*** ENTRIES SHOWN ***

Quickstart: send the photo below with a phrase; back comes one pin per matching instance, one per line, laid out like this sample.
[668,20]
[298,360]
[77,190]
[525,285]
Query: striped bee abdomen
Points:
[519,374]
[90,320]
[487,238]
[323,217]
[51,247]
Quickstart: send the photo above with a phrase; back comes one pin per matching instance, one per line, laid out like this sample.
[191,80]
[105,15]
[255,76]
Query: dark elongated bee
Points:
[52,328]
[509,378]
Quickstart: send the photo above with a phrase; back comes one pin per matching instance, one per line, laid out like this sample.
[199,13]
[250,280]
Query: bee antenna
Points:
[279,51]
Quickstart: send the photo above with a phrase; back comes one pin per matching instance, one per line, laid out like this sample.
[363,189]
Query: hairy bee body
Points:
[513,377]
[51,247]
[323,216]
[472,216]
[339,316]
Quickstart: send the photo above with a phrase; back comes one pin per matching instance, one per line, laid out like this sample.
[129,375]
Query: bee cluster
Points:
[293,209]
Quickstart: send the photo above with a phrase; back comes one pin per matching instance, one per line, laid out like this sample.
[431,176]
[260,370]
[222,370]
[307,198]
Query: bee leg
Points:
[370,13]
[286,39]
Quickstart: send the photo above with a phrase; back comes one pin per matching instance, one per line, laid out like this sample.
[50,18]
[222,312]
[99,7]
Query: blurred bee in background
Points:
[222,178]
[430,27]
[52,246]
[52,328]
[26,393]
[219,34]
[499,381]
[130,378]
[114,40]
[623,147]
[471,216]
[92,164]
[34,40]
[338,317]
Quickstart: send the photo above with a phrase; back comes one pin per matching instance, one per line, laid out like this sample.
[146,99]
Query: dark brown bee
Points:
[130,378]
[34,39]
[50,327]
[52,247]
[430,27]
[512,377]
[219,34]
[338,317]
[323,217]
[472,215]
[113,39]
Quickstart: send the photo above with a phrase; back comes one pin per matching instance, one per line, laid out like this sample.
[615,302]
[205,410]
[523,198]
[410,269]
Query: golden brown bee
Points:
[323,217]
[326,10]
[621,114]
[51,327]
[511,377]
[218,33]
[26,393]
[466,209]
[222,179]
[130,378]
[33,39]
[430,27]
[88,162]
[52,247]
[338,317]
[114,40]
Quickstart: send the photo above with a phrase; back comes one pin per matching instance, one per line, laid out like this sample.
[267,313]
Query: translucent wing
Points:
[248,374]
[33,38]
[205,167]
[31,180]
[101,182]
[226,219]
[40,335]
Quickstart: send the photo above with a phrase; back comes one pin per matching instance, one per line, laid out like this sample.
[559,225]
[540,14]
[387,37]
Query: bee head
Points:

*** End of ENTRIES SHOWN ***

» **PROBLEM**: From the listing above, copy all lines holding the word "dark".

» **ANSWER SECTION**:
Query: dark elongated bee
Query: dark brown bee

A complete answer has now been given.